De toutes mes recherches sur l'histoire des familles, jamais je n'avais trouvé un écart d'âge entre époux aussi important que celui-ci : 54 ans entre la fiancée, Marie Françoise Morvan et son futur, Mathurin Hervé.
Autant dire que les cœurs ne battaient pas à l'unisson lors de l'échange des vœux devant M. le curé. Marie-Françoise, petite cousine de mon arrière-grand-père François Gilbert, a convolé en juste noce, à l'âge de 19 ans avec Mathurin, célibataire endurci de 73 ans. La cérémonie a eu lieu à Créhen, lieu de vie de la mariée, le 11 août 1880. Le consentement de ses parents Jean-Pierre Morvan et Rosalie Gilbert était nécessaire puisque la jeune Marie-Françoise était mineure et il fut donné sans sourciller. Les bancs ont été publiés et le mariage célébré sans que personne n'y trouva à redire. Les danses, en ce jour de liesse, habituellement joyeuses et débridées, rythmées par l'accordéon n' ont probablement pas résonné jusqu'à l'aube. Et la nuit de noce, où Marie Françoise dut partager le lit conjugal avec un homme en âge d'être son grand-père, sage et chaste.
Comment peut-on imaginer les choses autrement ? Car il s'agit ici clairement d'un arrangement matériel entre deux familles, l'une cédant sa toute jeune fille à un vieil homme de plus haute condition sans 'héritier direct. Un contrat de mariage fut signé en l'étude de Maître Dubois notaire à Plancoët. Il y est stipulé que la mariée n'apportait aucun bien mobilier. Marie-Françoise, fille de laboureurs, sans profession, sans dot, n'avait que sa jeunesse à donner. Par cet arrangement, la jeune fille pouvait espérer les fruits de l'héritage de son mari assez rapidement sans que sa propre famille n'ait besoin de verser un sou pour elle ni au moment de son mariage ni après. Affaire conclue finalement en faveur de la famille Morvan car quel avantage pouvait retirer Mathurin Hervé de cette union ? Si ce n'est de savoir que ses biens ne seraient pas éparpillés aux quatre vents auprès d'une multitude de cousins et cousines après sa mort. Par ailleurs, sans doute éprouvait-il de l'amitié pour sa toute jeune femme parce que celle-ci serait à ses côtés, veillerait sur lui jusqu'à son dernier soupir et reprendrait le flambeau de l'exploitation de son patrimoine ?

> Données fournies:
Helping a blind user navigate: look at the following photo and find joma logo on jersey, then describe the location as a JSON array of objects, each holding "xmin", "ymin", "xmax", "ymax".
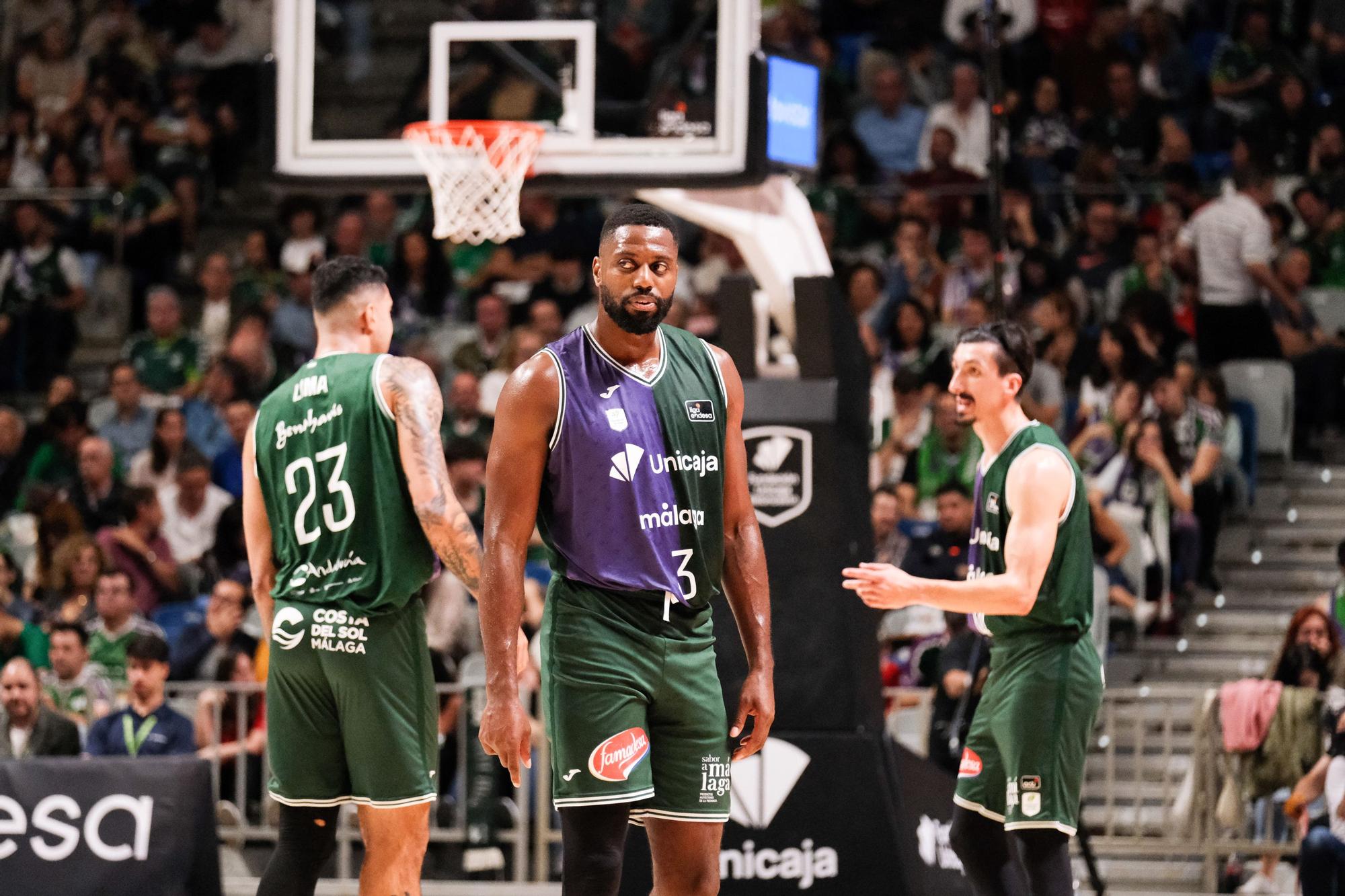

> Tâches demandées:
- A) Transcrivez fidèlement le passage du récit du mariage qui commence par « Autant dire que » et se termine par « sage et chaste. ».
- B) Traduisez en anglais la phrase suivante, tirée du récit du mariage : « La cérémonie a eu lieu à Créhen, lieu de vie de la mariée, le 11 août 1880. »
- C) Rédigez la suite du récit du mariage de Marie-Françoise Morvan et de Mathurin Hervé à partir de sa dernière phrase.
La liste qui précède provient d'une autre source que le récit du mariage.

> Réponses par tâche:
- A)
Autant dire que les cœurs ne battaient pas à l'unisson lors de l'échange des vœux devant M. le curé. Marie-Françoise, petite cousine de mon arrière-grand-père François Gilbert, a convolé en juste noce, à l'âge de 19 ans avec Mathurin, célibataire endurci de 73 ans. La cérémonie a eu lieu à Créhen, lieu de vie de la mariée, le 11 août 1880. Le consentement de ses parents Jean-Pierre Morvan et Rosalie Gilbert était nécessaire puisque la jeune Marie-Françoise était mineure et il fut donné sans sourciller. Les bancs ont été publiés et le mariage célébré sans que personne n'y trouva à redire. Les danses, en ce jour de liesse, habituellement joyeuses et débridées, rythmées par l'accordéon n' ont probablement pas résonné jusqu'à l'aube. Et la nuit de noce, où Marie Françoise dut partager le lit conjugal avec un homme en âge d'être son grand-père, sage et chaste.

- B) The ceremony took place in Créhen, where the bride lived, on August 11, 1880.

- C)
Mathurin Hervé, né à Saint-Jacut-de-la-mer en 1807 d'une dynastie de pêcheurs et de marchands poissonniers, exerça le métier de douanier. A partir de 1824 un détachement de douaniers prit position sur la presqu'île : on peut estimer qu'il en faisait partie. Enfant unique, dont le père mourut alors qu'il avait 8 ans, Mathurin ne fonda pas de foyer, restant vivre avec sa mère dans sa maison située au village de Bas Biord à Saint-Jacut de la Mer. Puis lorsque celle-ci mourut en 1856, il employa une domestique, Madeleine Robin pour s'occuper du ménage. Comptant parmi les notables de Saint-Jacut, Mathurin Hervé fut élu conseiller municipal aux élections de 1870. Cependant il ne fut pas reconduit à celles de 1871 organisées après la chute du Second Empire et l’avènement de la Troisième République. Grâce aux héritages familiaux et à sa situation professionnelle de fonctionnaire, il accumula un patrimoine immobilier conséquent. Selon l'inventaire après décès et sa succession, il possédait deux maisons, la première avec un étage et lucarne, son habitation, l'autre, une maison basse mitoyenne qui servait de dépendances et une trentaine de parcelles de terre labourables et pâturables situées principalement à Saint-Jacut et quelques unes à Créhen. Il les affermait et les revenus qu'il en tirait lui assuraient une retraite confortable de propriétaire aisé. De là à supposer que les parents de Marie-Françoise aient pu être les fermiers de certaines de ses terres et par ce biais favoriser la rencontre avec sa future femme, il n'y a qu'un pas.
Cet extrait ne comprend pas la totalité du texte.